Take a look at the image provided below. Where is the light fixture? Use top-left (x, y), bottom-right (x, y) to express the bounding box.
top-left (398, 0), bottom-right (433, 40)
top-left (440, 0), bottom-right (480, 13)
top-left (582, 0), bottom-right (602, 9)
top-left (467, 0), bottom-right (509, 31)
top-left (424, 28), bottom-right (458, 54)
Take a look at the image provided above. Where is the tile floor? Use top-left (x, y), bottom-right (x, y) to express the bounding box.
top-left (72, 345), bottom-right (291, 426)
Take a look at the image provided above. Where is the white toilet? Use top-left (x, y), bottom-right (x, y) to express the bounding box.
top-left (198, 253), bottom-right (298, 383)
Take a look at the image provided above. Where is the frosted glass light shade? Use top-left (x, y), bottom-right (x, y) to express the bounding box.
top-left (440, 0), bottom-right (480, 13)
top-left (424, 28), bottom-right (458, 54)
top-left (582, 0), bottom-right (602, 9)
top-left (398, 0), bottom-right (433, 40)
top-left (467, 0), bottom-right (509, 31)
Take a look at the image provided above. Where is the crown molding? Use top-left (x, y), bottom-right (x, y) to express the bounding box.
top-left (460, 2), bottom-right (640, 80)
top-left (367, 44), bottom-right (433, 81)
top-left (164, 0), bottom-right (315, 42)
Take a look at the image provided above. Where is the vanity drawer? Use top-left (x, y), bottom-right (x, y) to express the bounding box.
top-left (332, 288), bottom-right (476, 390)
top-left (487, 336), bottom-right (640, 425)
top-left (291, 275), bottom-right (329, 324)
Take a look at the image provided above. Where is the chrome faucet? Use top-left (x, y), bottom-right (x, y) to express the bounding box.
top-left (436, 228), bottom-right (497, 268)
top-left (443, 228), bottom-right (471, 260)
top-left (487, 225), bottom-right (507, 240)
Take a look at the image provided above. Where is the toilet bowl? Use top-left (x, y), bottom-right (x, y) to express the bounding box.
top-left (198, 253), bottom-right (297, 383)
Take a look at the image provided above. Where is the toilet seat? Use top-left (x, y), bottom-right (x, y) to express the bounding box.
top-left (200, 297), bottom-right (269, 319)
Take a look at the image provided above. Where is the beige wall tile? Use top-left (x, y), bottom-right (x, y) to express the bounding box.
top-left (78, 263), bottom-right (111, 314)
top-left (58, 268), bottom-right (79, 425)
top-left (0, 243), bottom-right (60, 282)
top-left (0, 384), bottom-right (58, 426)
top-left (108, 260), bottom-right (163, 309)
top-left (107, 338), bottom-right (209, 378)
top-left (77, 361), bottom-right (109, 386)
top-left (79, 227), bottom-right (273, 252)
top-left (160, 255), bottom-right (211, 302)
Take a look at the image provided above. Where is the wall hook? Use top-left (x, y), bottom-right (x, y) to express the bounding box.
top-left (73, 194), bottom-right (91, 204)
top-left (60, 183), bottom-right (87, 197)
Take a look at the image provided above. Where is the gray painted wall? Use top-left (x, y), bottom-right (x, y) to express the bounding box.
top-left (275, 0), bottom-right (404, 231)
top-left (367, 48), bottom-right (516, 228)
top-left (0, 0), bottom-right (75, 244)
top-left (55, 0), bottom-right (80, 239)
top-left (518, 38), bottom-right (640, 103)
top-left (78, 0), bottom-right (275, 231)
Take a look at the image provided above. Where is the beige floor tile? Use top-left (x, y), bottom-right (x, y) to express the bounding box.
┄┄┄┄┄┄┄┄┄┄┄┄┄┄┄┄┄┄┄┄
*Job*
Rewrite the records above, putting "enclosing rectangle" in place of every "bounding box" and leaving everything else unchanged.

*Completed exercise*
Take a look at the image provided below. Where is the light fixture? Use top-left (x, y), bottom-right (x, y) to express the enclosing rectangle.
top-left (398, 0), bottom-right (433, 40)
top-left (440, 0), bottom-right (480, 13)
top-left (582, 0), bottom-right (602, 9)
top-left (467, 0), bottom-right (509, 31)
top-left (424, 28), bottom-right (458, 54)
Take a look at the image provided above. Where is the tile floor? Use top-left (x, y), bottom-right (x, y) to express the enclosing rectangle.
top-left (72, 345), bottom-right (291, 426)
Take a look at the image provided above. Where is the white toilet? Use top-left (x, y), bottom-right (x, y) to express the enclosing rectangle.
top-left (198, 253), bottom-right (298, 383)
Take a look at the image provided above. Where is the frosted glass light shade? Use top-left (x, y), bottom-right (x, y) to express the enclosing rectangle.
top-left (440, 0), bottom-right (480, 13)
top-left (424, 28), bottom-right (458, 54)
top-left (582, 0), bottom-right (602, 9)
top-left (398, 0), bottom-right (433, 40)
top-left (467, 0), bottom-right (509, 31)
Take a look at the image provided above. Where is the crown molding? Use top-left (x, y), bottom-right (x, y) to express the enclosing rectangle.
top-left (460, 2), bottom-right (640, 80)
top-left (367, 44), bottom-right (433, 81)
top-left (164, 0), bottom-right (315, 42)
Take a look at the image provided above. Where is the vanity drawer? Use top-left (x, y), bottom-right (x, y) to express the enclosing rectangle.
top-left (332, 288), bottom-right (476, 390)
top-left (487, 336), bottom-right (640, 425)
top-left (291, 275), bottom-right (329, 324)
Take a look at the image provided above. Where is the chrome faucet? Use top-left (x, y), bottom-right (x, y) to express the enclosing rectangle.
top-left (436, 228), bottom-right (497, 268)
top-left (443, 228), bottom-right (471, 260)
top-left (487, 225), bottom-right (507, 240)
Take a look at the image provided above. Where is the toilet bowl? Use top-left (x, y), bottom-right (x, y) to express the enclosing rectangle.
top-left (198, 253), bottom-right (297, 383)
Take a look at the image provided above. Where is the toilet seat? Use top-left (x, y), bottom-right (x, y) to express the enclosing rectangle.
top-left (200, 297), bottom-right (269, 319)
Take a look at the image provided above. Where is the beige wall tile? Use top-left (x, y), bottom-right (x, y) to express the enclosing rectangle.
top-left (78, 263), bottom-right (111, 314)
top-left (58, 268), bottom-right (79, 425)
top-left (0, 243), bottom-right (60, 282)
top-left (0, 384), bottom-right (58, 426)
top-left (108, 260), bottom-right (163, 309)
top-left (107, 338), bottom-right (209, 378)
top-left (77, 361), bottom-right (109, 386)
top-left (79, 227), bottom-right (273, 252)
top-left (160, 255), bottom-right (211, 302)
Take a look at the image provided above. Where is the wall hook? Use top-left (x, y), bottom-right (x, y) to express the enclosing rectangle.
top-left (73, 194), bottom-right (91, 204)
top-left (60, 183), bottom-right (87, 197)
Take a look at the image provided above. Where is the gray painted wall? Use top-left (x, y), bottom-right (x, y) to express the enclosing rectangle.
top-left (275, 0), bottom-right (404, 231)
top-left (367, 48), bottom-right (516, 228)
top-left (0, 0), bottom-right (75, 244)
top-left (55, 0), bottom-right (80, 239)
top-left (518, 38), bottom-right (640, 103)
top-left (78, 0), bottom-right (275, 231)
Take a look at the image provided above. Where is the beige floor tile? Use top-left (x, y), bottom-right (x, y) to express the enclosing rectangle.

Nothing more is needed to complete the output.